Selected extract –

--------------------

Empire presents:Greatest tv shows of all time

10)Spaced (1999-2001)
For a generation weened on geek culture and bottle fed on cult movies, Spaced was the perfect comedy. With a loose set up bringing together a bunch of disparate drifters (Simon Pegg's lovable comic book artist, Jessica Stevenson's lazy author and Nick Frost's army obsessive amongst others), each episode was little more than a collection of film and TV references strung together on an unlikely plot - luckily it had the good grace to be very funny and very clever.
9)X-Files (1993-2002)

--------------------

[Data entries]
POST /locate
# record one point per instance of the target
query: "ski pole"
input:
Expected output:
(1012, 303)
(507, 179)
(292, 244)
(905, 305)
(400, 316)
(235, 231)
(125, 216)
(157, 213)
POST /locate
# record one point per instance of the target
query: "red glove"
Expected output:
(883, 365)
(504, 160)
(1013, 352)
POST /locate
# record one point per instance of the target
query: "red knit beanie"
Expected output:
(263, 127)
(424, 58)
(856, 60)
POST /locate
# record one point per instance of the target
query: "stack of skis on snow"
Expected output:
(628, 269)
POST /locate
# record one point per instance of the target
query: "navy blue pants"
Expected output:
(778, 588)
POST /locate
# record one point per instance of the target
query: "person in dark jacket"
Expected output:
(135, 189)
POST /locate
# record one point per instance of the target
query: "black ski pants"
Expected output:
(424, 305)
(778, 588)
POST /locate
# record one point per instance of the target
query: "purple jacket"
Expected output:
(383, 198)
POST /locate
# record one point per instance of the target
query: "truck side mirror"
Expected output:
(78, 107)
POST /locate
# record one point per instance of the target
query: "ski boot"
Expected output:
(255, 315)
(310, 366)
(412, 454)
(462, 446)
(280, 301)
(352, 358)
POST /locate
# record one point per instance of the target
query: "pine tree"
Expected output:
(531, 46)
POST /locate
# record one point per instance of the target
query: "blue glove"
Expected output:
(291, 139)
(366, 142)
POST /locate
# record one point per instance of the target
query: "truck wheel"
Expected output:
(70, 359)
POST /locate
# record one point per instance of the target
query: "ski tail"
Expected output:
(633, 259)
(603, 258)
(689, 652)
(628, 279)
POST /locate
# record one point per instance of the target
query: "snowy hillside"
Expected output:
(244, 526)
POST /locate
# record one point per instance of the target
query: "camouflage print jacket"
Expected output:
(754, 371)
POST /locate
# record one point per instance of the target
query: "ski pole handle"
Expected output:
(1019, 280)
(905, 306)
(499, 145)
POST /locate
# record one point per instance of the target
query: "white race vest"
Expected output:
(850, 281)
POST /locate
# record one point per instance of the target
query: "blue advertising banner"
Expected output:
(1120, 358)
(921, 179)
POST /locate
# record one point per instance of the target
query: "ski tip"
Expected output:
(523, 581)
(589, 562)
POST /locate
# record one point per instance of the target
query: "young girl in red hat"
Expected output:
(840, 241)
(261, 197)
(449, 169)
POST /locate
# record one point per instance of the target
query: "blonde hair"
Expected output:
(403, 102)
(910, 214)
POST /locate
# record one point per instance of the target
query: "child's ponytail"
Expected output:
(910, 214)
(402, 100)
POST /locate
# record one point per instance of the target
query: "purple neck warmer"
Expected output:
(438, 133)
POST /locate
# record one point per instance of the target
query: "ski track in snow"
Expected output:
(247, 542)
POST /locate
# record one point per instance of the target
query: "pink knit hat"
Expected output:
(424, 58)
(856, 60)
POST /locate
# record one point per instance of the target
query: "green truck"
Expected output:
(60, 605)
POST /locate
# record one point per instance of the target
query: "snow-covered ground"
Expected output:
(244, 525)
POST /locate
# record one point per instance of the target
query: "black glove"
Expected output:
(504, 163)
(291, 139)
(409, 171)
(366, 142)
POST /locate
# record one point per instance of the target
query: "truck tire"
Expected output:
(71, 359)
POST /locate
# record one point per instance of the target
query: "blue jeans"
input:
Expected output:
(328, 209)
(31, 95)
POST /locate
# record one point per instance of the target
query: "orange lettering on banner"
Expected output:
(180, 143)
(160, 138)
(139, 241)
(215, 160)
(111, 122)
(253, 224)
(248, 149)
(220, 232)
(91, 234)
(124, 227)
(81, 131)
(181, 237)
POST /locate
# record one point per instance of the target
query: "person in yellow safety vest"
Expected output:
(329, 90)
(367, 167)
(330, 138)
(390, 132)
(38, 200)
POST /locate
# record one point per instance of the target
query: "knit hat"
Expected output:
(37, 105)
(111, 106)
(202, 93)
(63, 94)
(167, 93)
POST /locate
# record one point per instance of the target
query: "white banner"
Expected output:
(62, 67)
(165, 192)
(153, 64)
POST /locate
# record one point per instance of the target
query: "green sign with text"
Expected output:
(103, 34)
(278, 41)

--------------------

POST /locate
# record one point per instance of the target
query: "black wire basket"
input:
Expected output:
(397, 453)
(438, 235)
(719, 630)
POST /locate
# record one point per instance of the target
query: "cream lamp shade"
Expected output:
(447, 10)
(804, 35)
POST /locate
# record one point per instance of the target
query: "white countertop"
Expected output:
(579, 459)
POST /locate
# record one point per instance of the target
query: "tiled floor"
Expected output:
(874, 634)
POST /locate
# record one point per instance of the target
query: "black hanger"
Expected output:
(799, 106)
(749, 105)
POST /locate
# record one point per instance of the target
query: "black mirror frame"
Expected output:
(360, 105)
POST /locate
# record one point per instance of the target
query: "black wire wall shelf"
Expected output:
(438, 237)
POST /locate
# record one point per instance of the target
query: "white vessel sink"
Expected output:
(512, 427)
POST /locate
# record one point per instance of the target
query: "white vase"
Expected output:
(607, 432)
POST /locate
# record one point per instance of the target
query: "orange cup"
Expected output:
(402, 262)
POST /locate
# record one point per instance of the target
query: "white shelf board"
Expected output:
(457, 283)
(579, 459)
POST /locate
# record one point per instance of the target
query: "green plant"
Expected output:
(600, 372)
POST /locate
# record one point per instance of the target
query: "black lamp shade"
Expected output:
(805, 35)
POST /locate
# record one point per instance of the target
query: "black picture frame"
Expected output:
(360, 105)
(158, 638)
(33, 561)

--------------------

From the excerpt on the greatest TV shows, quote the passage that begins at the words "10)Spaced (1999-2001)" and stops after "and very clever.".

10)Spaced (1999-2001)
For a generation weened on geek culture and bottle fed on cult movies, Spaced was the perfect comedy. With a loose set up bringing together a bunch of disparate drifters (Simon Pegg's lovable comic book artist, Jessica Stevenson's lazy author and Nick Frost's army obsessive amongst others), each episode was little more than a collection of film and TV references strung together on an unlikely plot - luckily it had the good grace to be very funny and very clever.